Bono introduces the charity podcast
That's effectively what Redwire is - oh, sure, it might dress itself up as an online digital magazine, but it's a paid-for podcast. Each week, you get a new edition which is built around an exclusive track from an artist you'll have heard of, an exclusive track from an artist you probably won't have heard from, and some other pieces. And it raises money for Project Red.
That's the upside. The downside? It costs five dollars a month, which isn't a great deal of cash but given that the artists being featured are quite varied in terms of fanbase - U2, Coldplay, the Killers, the Dixie Chicks, John Legend, R.E.M. and Bob Dylan are early sign-ups - it's questionable if anyone is going to want every edition. Perhaps they'd have been better off selling the tracks individually?
The other question is why only $2.50 goes to Red:
Half of your $5 monthly membership fee goes directly to The Global Fund to help buy and administer medicine to people in Africa living with HIV. It costs just $12 per month to provide someone the two pills a day they need to stay alive. So every five (RED)WIRE members generate enough money, every month, to help keep one person living with HIV in Africa alive. Simple. Powerful.

********

PROBLEM:
Answer these questions from the Redwire post above:
(a) What is the monthly membership fee?
(b) What two exclusive tracks is each weekly edition built around?
(c) According to the post, how much does it cost per month to provide someone with the two pills a day they need?

SUPPLIED MATERIAL:
********

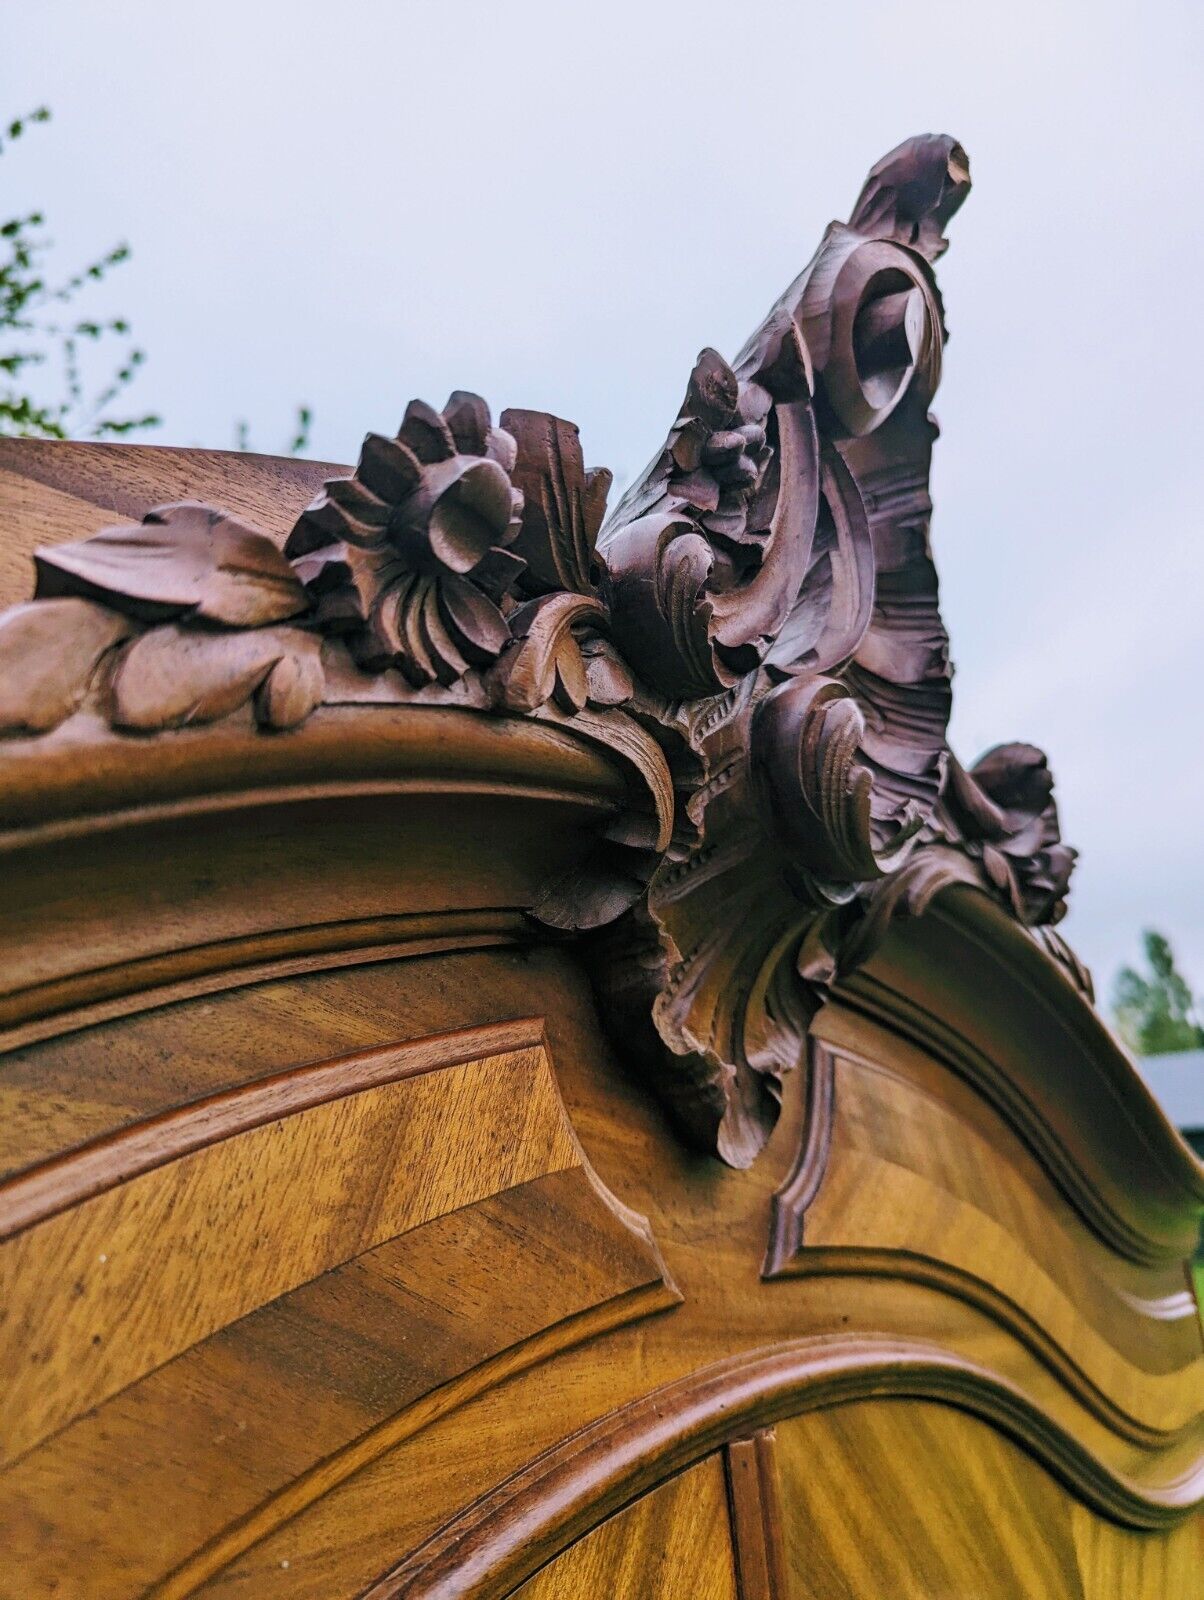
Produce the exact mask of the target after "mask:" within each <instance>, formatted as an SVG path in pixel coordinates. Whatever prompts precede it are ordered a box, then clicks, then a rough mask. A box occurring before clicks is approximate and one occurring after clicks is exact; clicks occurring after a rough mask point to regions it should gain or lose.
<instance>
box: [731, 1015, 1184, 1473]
mask: <svg viewBox="0 0 1204 1600" xmlns="http://www.w3.org/2000/svg"><path fill="white" fill-rule="evenodd" d="M837 1054H839V1053H837V1051H836V1050H833V1048H831V1046H829V1045H826V1043H825V1042H823V1040H818V1038H813V1040H812V1042H810V1050H809V1062H807V1091H805V1101H804V1122H802V1139H801V1144H799V1150H797V1155H796V1160H794V1165H793V1168H791V1171H789V1173H788V1176H786V1179H785V1182H783V1184H781V1186H780V1187H778V1189H777V1192H775V1194H773V1198H772V1202H770V1229H769V1243H767V1250H765V1261H764V1264H762V1278H765V1280H773V1278H786V1277H866V1278H898V1280H905V1282H909V1283H919V1285H922V1286H925V1288H932V1290H937V1291H940V1293H943V1294H953V1296H956V1298H957V1299H961V1301H964V1302H965V1304H967V1306H972V1307H973V1309H975V1310H980V1312H985V1314H986V1315H988V1317H989V1318H991V1320H994V1322H996V1323H999V1325H1001V1326H1004V1328H1007V1331H1009V1333H1012V1334H1013V1336H1015V1338H1017V1339H1018V1341H1020V1342H1021V1344H1025V1346H1026V1347H1028V1349H1029V1350H1031V1352H1033V1354H1034V1355H1036V1357H1037V1360H1041V1362H1042V1363H1044V1365H1045V1366H1047V1368H1049V1370H1050V1371H1052V1373H1054V1376H1055V1378H1058V1381H1060V1382H1063V1384H1065V1387H1066V1389H1068V1390H1070V1392H1071V1394H1073V1395H1074V1398H1076V1400H1078V1402H1079V1403H1081V1405H1082V1406H1084V1408H1086V1410H1087V1411H1090V1413H1092V1414H1094V1416H1097V1418H1098V1419H1100V1421H1102V1422H1103V1424H1105V1426H1106V1427H1111V1429H1113V1430H1114V1432H1116V1434H1119V1435H1121V1437H1124V1438H1129V1440H1132V1442H1134V1443H1137V1445H1143V1446H1146V1448H1158V1446H1164V1445H1167V1443H1169V1442H1170V1440H1174V1438H1175V1437H1180V1435H1182V1434H1183V1432H1185V1430H1183V1429H1174V1427H1172V1429H1159V1427H1153V1426H1150V1424H1146V1422H1143V1421H1142V1419H1140V1418H1137V1416H1134V1414H1132V1413H1130V1411H1126V1410H1124V1408H1122V1406H1121V1405H1118V1403H1116V1400H1114V1398H1113V1397H1111V1395H1108V1394H1106V1392H1105V1390H1103V1389H1102V1387H1100V1386H1098V1384H1097V1382H1095V1381H1094V1379H1092V1378H1090V1376H1089V1373H1087V1371H1086V1370H1084V1368H1082V1366H1081V1365H1079V1363H1078V1362H1076V1360H1074V1358H1073V1357H1071V1355H1070V1354H1068V1352H1066V1350H1065V1349H1063V1347H1062V1346H1060V1344H1058V1342H1057V1339H1055V1338H1052V1334H1050V1333H1049V1331H1047V1330H1045V1328H1044V1326H1042V1325H1041V1323H1039V1322H1037V1320H1034V1318H1033V1317H1031V1315H1029V1314H1028V1312H1026V1310H1025V1309H1023V1307H1021V1306H1018V1304H1017V1302H1015V1301H1013V1299H1010V1298H1009V1296H1007V1294H1004V1293H1001V1291H999V1290H996V1288H994V1286H993V1285H991V1283H989V1282H986V1280H985V1278H980V1277H977V1275H973V1274H970V1272H965V1270H962V1269H959V1267H956V1266H953V1264H949V1262H946V1261H940V1259H935V1258H932V1256H927V1254H919V1253H916V1251H909V1250H885V1248H876V1246H865V1245H858V1243H855V1242H849V1243H818V1245H817V1243H807V1240H805V1227H807V1221H805V1214H807V1208H809V1206H810V1203H812V1202H813V1200H815V1197H817V1195H818V1192H820V1186H821V1182H823V1178H825V1171H826V1166H828V1157H829V1150H831V1144H833V1130H834V1126H836V1120H837V1090H836V1061H837ZM1114 1293H1116V1294H1118V1299H1121V1301H1122V1302H1124V1304H1126V1306H1127V1307H1129V1310H1132V1312H1134V1314H1135V1315H1138V1317H1150V1318H1151V1320H1156V1322H1166V1320H1170V1318H1172V1317H1174V1315H1178V1317H1182V1315H1183V1314H1185V1312H1193V1314H1194V1301H1193V1299H1191V1298H1190V1296H1186V1294H1185V1296H1178V1298H1175V1301H1174V1302H1148V1301H1142V1299H1138V1298H1137V1296H1132V1294H1124V1293H1122V1291H1121V1290H1114Z"/></svg>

********

ANSWER SPACE:
(a) Five dollars a month.
(b) One from an artist you'll have heard of and one from an artist you probably won't have heard of.
(c) $12 per month.